----- Kutipan Teks
Wes bismillah, kita berangkat dengan lengkap perbekalan. Kalau
nanti disana aman, dan dapat tenda ya kita camping kalau tidak ya kita balik
pulang. Jadi anak-anak sudah di sounding
dulu sepanjang perjalanan. Karena juga kita belum tahu bagaimana kondisinya
setelah pandemi ini. Ternyata, sesampai disana sekitar jam 14.30 setelah masuk
pintu tiket seharga 20.000/orang, kami terkaget. Area yang biasa kami pakai kemah kini jadi tempat
pelebaran tempat parkir karena saking melubernya kendaraan pengunjung.
Ya sudah semakin kami mantapkan soundingnya ke
anak-anak, berarti siap pulang. Karena kita tidak tahu ini pengunjung air
terjun atau yang kemah juga. Kalau kemah harusnya lebih sedikit karena hemat
kami pastinya tidak ada institusi sekolah atau kampus yang mengadakan program
camping di masa pandemi ini. kami tetap coba masuk area parkir. Kalau nanti ada
tenda dan areanya memungkinkan kita kemah, namun jika tidak maka kita pulang. Dan
ternyata setelah menanyakan kepada persewaan tenda langganan kami, masih banyak
sisa tenda yang spotnya cocok untuk
keluarga.
Akhirnya kamipun turun dari mobil menuju tenda dimana
kami akan camping. Dan benar saja area sekitar tenda kami masih banyak yang
kosong. Hanya beberapa keluarga yang sudah lebih dahulu datang. Kami memilih area yang landai karena membaca
pasukan yang masih bayi pula. Sedang yang berbukit atau yang lebih menantang
biasa dipilih para camper muda yang
terbiasa berpetualang, dan itu cukup jauh dari kami tapi masih area Wisata Air
Terjun Dlundung.
doc.pribadi
Senja semakin mendekati waktu maghrib, ketika kami
menikmati angin sepoi diantara hutan pinus, yang menambah dinginnya suasana
sore itu. Ternyata tanpa kami sadari kendaraan yang di area parkir berangsur habis
bahkan yang tadi jumlahnya mungkin hampir seratusan kini cuma tinggal sepuluh
saja. Berarti benar bayangan kami tadi, para wisatawan ini datang untuk
menikmati air terjun saja. Malam semakin dingin, suasana semakin sepi. Warung-warung
di sekitar area camp kamipun juga sudah mulai tutup. Di spot kami kemah hanya
ada 6 tenda yang di huni, sisanya didepan tenda kami 2 tenda kosong. Sedangkan spot lain yang lebih menantang letaknya
jauh dari kami. Hampir di setiap spot sudah tersedia fasilitas MCK nya. Termasuk
di spot kami.
----------
----- Data yang Diberikan
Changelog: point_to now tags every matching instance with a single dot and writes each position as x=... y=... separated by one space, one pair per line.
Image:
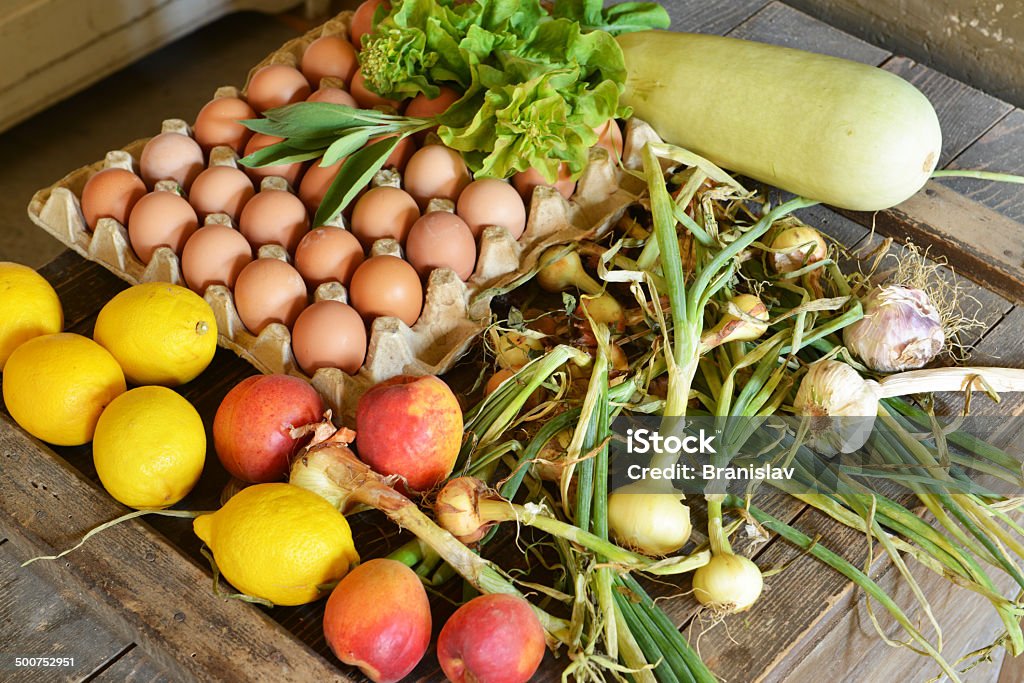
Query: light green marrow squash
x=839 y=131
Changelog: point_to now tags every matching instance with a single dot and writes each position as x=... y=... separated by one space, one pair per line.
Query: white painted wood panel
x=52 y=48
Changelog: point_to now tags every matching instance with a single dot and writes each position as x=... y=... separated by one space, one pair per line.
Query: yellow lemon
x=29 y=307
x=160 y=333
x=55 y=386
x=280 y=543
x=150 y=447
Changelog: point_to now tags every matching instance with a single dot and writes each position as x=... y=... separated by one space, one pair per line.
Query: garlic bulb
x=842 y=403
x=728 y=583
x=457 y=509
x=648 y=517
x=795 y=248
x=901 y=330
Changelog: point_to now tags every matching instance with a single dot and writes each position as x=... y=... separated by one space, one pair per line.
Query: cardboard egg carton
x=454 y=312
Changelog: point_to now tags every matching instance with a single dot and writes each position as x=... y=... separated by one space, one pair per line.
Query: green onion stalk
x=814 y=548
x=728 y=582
----------
----- Data yang Diberikan
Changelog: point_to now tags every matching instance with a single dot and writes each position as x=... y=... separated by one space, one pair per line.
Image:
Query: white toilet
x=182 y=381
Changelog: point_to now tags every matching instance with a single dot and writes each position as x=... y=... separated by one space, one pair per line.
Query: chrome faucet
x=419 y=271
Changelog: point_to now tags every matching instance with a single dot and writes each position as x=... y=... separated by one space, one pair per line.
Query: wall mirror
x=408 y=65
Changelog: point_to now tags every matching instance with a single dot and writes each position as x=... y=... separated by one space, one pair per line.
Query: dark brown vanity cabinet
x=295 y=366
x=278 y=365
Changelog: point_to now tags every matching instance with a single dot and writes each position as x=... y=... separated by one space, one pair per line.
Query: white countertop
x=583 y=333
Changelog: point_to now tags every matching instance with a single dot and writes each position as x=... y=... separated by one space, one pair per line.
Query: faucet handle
----------
### Uraian Tugas
Tolong lanjutkan cerita berkemah di Wisata Air Terjun Dlundung itu mulai setelah kalimat terakhirnya. Data tersebut merupakan bahan tersendiri yang terpisah dari kutipan teks.

### Jawaban Tugas
Warung yang tutup tak masalah buat kami, karena sejak
awal untuk menghindari hal-hal yang tidak diinginkan maka kami bawa makanan
sendiri. Tapi kami lupa bahwa disana
udara sangat dingin sekali, makanan yang kami bawa yang tadinya hangat disana
semua menjadi dingin. Dan kamipun tidak membawa kompor portable untuk menghangatkan. Alhasil kamipun tetap memakannya
meskipun terasa dingin. Kami hanya menghangatkan diri dengan api unggun yang kayu bakarnya kami beli dari warug sekitar.
Malam semakin dingin berikut angin yang lumayan
kencang semakin membuat dinginnya malam itu. Para tetangga tenda juga membuat api unggun. Suasana malam tak terlalu sepi karena ada
tetangga yang membawa sound music. Kami
kira malam itu tidak akan bisa tidur karena terlalu dinginnya udara. Ternyata setelah
masuk tenda, terasa cukup hangat karena kami tidur keruntelan berempat, sedang
si kakak tidur sama saudara ditenda sebelah.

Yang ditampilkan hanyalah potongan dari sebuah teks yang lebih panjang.